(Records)

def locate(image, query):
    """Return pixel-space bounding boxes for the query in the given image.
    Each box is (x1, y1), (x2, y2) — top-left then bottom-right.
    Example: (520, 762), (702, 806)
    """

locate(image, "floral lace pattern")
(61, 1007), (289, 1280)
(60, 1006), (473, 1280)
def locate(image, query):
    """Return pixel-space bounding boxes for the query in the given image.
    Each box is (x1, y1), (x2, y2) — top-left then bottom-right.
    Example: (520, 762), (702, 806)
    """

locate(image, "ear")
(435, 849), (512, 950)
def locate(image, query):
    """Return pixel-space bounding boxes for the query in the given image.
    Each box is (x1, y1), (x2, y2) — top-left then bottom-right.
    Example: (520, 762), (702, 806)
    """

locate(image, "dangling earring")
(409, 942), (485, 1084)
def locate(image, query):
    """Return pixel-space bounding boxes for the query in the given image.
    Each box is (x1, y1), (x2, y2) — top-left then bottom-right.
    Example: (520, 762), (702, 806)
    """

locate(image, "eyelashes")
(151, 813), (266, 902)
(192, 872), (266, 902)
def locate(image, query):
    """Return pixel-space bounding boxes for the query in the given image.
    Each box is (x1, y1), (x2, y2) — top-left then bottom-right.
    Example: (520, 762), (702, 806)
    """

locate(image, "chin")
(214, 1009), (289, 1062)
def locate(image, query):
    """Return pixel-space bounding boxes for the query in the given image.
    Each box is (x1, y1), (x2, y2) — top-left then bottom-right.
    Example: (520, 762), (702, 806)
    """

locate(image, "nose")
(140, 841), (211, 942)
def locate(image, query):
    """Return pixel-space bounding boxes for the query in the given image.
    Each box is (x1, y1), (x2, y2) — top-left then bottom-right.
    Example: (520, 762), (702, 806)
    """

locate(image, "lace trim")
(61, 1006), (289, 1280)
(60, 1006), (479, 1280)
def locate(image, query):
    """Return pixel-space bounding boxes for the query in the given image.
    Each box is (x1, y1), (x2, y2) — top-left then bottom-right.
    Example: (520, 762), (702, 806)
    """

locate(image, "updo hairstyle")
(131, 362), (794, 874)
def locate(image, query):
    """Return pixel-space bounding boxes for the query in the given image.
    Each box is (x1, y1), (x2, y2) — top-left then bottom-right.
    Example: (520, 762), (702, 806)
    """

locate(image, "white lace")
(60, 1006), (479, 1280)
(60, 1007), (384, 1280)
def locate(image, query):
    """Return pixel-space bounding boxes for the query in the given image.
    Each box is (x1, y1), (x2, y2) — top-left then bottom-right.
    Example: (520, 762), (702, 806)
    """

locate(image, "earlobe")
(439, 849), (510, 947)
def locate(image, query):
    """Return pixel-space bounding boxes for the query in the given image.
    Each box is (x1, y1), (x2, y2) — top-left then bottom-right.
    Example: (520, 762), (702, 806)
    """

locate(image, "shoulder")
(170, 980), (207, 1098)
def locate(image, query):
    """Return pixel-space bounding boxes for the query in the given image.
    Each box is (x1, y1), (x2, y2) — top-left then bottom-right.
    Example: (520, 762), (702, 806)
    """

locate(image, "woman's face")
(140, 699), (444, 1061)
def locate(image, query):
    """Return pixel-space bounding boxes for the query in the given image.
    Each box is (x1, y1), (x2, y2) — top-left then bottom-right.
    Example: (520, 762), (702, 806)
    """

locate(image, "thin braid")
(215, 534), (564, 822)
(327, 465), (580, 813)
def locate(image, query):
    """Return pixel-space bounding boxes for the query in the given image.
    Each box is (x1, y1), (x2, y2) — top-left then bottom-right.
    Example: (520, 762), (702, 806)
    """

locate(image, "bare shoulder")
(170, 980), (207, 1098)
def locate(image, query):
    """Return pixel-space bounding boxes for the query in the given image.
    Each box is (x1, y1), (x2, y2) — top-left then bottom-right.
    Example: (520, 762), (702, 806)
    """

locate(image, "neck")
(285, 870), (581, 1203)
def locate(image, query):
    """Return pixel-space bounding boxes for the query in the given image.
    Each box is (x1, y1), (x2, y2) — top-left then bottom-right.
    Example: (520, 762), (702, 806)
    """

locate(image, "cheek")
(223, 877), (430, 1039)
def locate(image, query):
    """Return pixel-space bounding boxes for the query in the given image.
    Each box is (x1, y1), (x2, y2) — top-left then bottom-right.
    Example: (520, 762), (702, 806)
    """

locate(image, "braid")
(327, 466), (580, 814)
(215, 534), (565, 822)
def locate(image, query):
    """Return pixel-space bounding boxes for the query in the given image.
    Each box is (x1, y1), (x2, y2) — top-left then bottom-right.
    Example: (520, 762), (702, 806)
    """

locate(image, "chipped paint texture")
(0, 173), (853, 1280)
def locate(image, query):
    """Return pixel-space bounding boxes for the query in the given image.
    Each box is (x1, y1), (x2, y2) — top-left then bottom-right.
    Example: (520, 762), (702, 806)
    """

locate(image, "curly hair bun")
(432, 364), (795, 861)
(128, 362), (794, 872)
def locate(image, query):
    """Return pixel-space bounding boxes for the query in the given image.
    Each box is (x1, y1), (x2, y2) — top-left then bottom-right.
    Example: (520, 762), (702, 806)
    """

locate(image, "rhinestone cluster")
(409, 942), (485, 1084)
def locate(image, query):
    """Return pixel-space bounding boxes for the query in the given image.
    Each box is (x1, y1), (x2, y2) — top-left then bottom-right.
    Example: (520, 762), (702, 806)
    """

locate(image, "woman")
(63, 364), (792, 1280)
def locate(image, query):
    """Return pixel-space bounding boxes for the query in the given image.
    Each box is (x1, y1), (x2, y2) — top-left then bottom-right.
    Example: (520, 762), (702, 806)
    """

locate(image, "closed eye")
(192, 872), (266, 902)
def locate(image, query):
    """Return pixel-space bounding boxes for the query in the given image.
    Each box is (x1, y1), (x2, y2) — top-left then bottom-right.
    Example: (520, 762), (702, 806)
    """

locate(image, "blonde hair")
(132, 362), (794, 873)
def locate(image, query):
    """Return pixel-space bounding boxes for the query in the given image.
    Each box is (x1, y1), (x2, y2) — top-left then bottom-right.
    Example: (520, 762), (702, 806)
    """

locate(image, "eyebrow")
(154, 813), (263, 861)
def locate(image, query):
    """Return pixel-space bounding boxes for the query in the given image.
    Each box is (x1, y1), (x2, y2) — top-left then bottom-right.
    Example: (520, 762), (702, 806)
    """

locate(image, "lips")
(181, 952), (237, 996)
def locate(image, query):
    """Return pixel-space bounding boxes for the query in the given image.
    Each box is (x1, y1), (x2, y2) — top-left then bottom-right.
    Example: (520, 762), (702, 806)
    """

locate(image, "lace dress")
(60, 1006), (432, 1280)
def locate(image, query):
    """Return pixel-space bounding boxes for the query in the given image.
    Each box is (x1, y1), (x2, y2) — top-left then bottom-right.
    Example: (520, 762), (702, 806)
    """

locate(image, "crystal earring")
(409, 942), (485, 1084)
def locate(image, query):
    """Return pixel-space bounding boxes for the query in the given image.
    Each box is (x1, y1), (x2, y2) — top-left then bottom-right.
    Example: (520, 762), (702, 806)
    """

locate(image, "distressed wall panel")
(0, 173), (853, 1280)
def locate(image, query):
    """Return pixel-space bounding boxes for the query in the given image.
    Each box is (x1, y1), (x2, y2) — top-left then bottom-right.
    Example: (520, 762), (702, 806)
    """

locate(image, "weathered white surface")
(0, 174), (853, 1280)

WORK REQUIRED:
Write out all of the lines above word for word, changing nothing.

OUTPUT FOR THIS EXERCISE:
def locate(image, query):
    """Return pixel-space bounding boxes for the query in the given image.
    Each box is (x1, y1), (x2, y2) — top-left then bottom-right.
    Example: (520, 762), (702, 806)
    """

locate(image, "floral lace pattern")
(61, 1007), (289, 1280)
(60, 1006), (473, 1280)
def locate(image, query):
    """Return pixel-space bounding boxes for the query in the given image.
    Each box is (x1, y1), (x2, y2) — top-left then bottom-right.
    Example: (520, 762), (702, 806)
    """

locate(image, "ear")
(435, 849), (512, 950)
def locate(image, query):
    """Return pixel-space bounding boxes for the query in the given image.
    Each box is (x1, y1), (x2, y2) — top-left then bottom-right.
    Example: (520, 762), (702, 806)
    """

locate(image, "dangling earring")
(409, 942), (485, 1084)
def locate(image, query):
    """Return pixel-space bounding boxes for the query in the given image.
    Each box is (x1, y1), (x2, y2) — top-left then bottom-right.
    Example: (520, 762), (702, 806)
    """

locate(image, "eyelashes")
(151, 813), (266, 902)
(192, 872), (266, 902)
def locate(image, query):
    """Return pixel-space bounding boxes for the query in the given image.
    Each box is (x1, y1), (x2, y2) — top-left then bottom-right.
    Example: (520, 762), (702, 806)
    """

locate(image, "chin")
(214, 1009), (289, 1062)
def locate(image, query):
    """Return pixel-space bounding boxes for the query in the given image.
    Each box is (x1, y1), (x2, y2) — top-left then bottom-right.
    Example: (520, 762), (702, 806)
    """

locate(image, "nose")
(140, 841), (211, 942)
def locate(image, query):
    """Return pixel-space bounding boxes for the query in the given image.
    Each box is (x1, y1), (x2, y2) — top-left then bottom-right.
    Example: (520, 762), (702, 806)
    """

locate(image, "lace trim")
(61, 1006), (289, 1280)
(60, 1006), (479, 1280)
def locate(image, query):
    """Return pixel-space bounding boxes for the query in the given image.
    Each box is (x1, y1), (x2, y2) — top-left then bottom-right.
    Example: (520, 762), (702, 806)
    """

locate(image, "updo hairstyle")
(131, 362), (794, 874)
def locate(image, query):
    """Return pixel-space bounding boxes for the query in the given image.
    Each box is (x1, y1), (x2, y2) — top-left then bottom-right.
    Example: (520, 762), (702, 806)
    """

locate(image, "white lace")
(60, 1006), (479, 1280)
(60, 1007), (384, 1280)
def locate(image, query):
    """Return pixel-space bounding boxes for the query in the given image.
    Each box is (x1, y1), (x2, y2) — top-left then bottom-right.
    Example: (520, 762), (702, 806)
    """

locate(image, "earlobe")
(439, 849), (510, 947)
def locate(image, query):
    """Return pixel-space bounding boxes for the query in the given image.
    Each box is (x1, y1), (x2, y2) — top-left then bottom-right.
    Example: (520, 762), (702, 806)
    """

locate(image, "shoulder")
(170, 980), (207, 1098)
def locate(image, query):
    """Return pixel-space bounding boxes for the query in the given image.
    Each box is (x1, y1), (x2, y2) — top-left then bottom-right.
    Example: (520, 762), (702, 806)
    """

locate(image, "woman's face")
(140, 699), (444, 1061)
def locate(image, query):
    """Return pixel-space bounding boxes for the query in the given image.
    Each box is (x1, y1), (x2, y2) — top-left then bottom-right.
    Example: (520, 762), (702, 806)
    """

locate(image, "thin braid")
(215, 534), (564, 822)
(327, 465), (580, 813)
def locate(image, query):
    """Return pixel-space bounding boxes for the query in the given image.
    Each box is (x1, y1), (x2, y2) — top-left then bottom-right.
    Example: (520, 762), (702, 806)
    """

locate(image, "bare shoulder")
(170, 980), (207, 1098)
def locate(image, query):
    """Return pixel-space bounding boxes for the query in the given image.
    Each box is (x1, y1), (x2, y2) — top-left then bottom-right.
    Example: (520, 762), (702, 806)
    """

locate(image, "neck")
(285, 870), (581, 1203)
def locate(image, query):
    """Return pixel-space bounding boxes for the query in the given image.
    Each box is (x1, y1), (x2, y2) — top-left then bottom-right.
    Example: (520, 762), (702, 806)
    """

locate(image, "cheek")
(223, 877), (430, 1039)
def locate(image, query):
    """Return pixel-space bounding boxes for the query in the given image.
    Each box is (x1, y1), (x2, y2) — top-left then bottom-right.
    Example: (520, 762), (702, 806)
    """

locate(image, "braid")
(327, 466), (580, 814)
(215, 534), (565, 822)
def locate(image, query):
    """Return pixel-space bounding boxes for the query in the given image.
    Each box is (x1, y1), (x2, y2) — top-left then bottom-right.
    Example: (520, 762), (702, 806)
    """

locate(image, "chipped paint texture")
(0, 173), (853, 1280)
def locate(image, query):
    """Return pixel-space bounding boxes for the query in the given image.
    Each box is (x1, y1), (x2, y2) — top-left then bottom-right.
    Example: (520, 762), (702, 806)
    """

locate(image, "curly hair bun")
(432, 364), (795, 861)
(128, 362), (794, 872)
def locate(image, query):
    """Return pixel-space bounding boxes for the query in the given image.
    Each box is (x1, y1), (x2, y2) — top-left then bottom-right.
    Example: (520, 762), (702, 806)
    """

locate(image, "rhinestone cluster")
(409, 942), (485, 1084)
def locate(image, query):
    """Return pixel-space bounding boxes for the query in the given image.
    Each box is (x1, y1), (x2, y2) — top-left then bottom-right.
    Example: (520, 762), (702, 806)
    """

locate(image, "woman")
(63, 364), (792, 1280)
def locate(image, query):
    """Return pixel-space bounding boxes for the query in the given image.
    Each box is (x1, y1), (x2, y2) — top-left then bottom-right.
    Example: (520, 762), (702, 806)
    """

locate(image, "closed eye")
(192, 872), (266, 902)
def locate(image, query):
    """Return pixel-space bounding boxes for the query in the given image.
    Each box is (x1, y1), (x2, y2) — top-left then bottom-right.
    Example: (520, 762), (702, 806)
    """

locate(image, "blonde hair")
(132, 362), (794, 873)
def locate(image, query):
    """Return pixel-space bounding boxes for the query in the given image.
    Each box is (x1, y1), (x2, y2) — top-left then bottom-right.
    Example: (520, 762), (702, 806)
    """

locate(image, "eyebrow")
(154, 813), (263, 861)
def locate(image, query):
    """Return pixel-space bounding boxes for the query in the given image.
    Each box is (x1, y1), (x2, y2) — top-left then bottom-right.
    Example: (520, 762), (702, 806)
    """

locate(image, "lips")
(181, 952), (237, 996)
def locate(image, query):
    """Return pixel-space bounding boxes for the query in the given image.
    Each box is (x1, y1), (x2, y2) — top-left then bottom-right.
    Example: (520, 762), (702, 806)
    """

locate(image, "lace dress")
(60, 1006), (432, 1280)
def locate(image, query):
    """Return pixel-space bounding boxes for the query in the given image.
    Each box is (x1, y1), (x2, y2) — top-left then bottom-right.
    Example: (520, 762), (702, 806)
    """

locate(image, "crystal earring")
(409, 942), (485, 1084)
def locate(image, query):
    """Return pixel-space bounding boxes for the query in the given image.
    Each box is (x1, y1), (x2, y2) — top-left then bottom-right.
    Example: (520, 762), (702, 806)
    """

locate(image, "distressed wall panel")
(0, 173), (853, 1280)
def locate(image, query):
    """Return pixel-space bounding boxes for the query in the given image.
    Each box is (x1, y1), (x2, y2) — top-left then bottom-right.
    Example: (520, 762), (702, 806)
    """

locate(image, "weathered white surface")
(0, 174), (853, 1280)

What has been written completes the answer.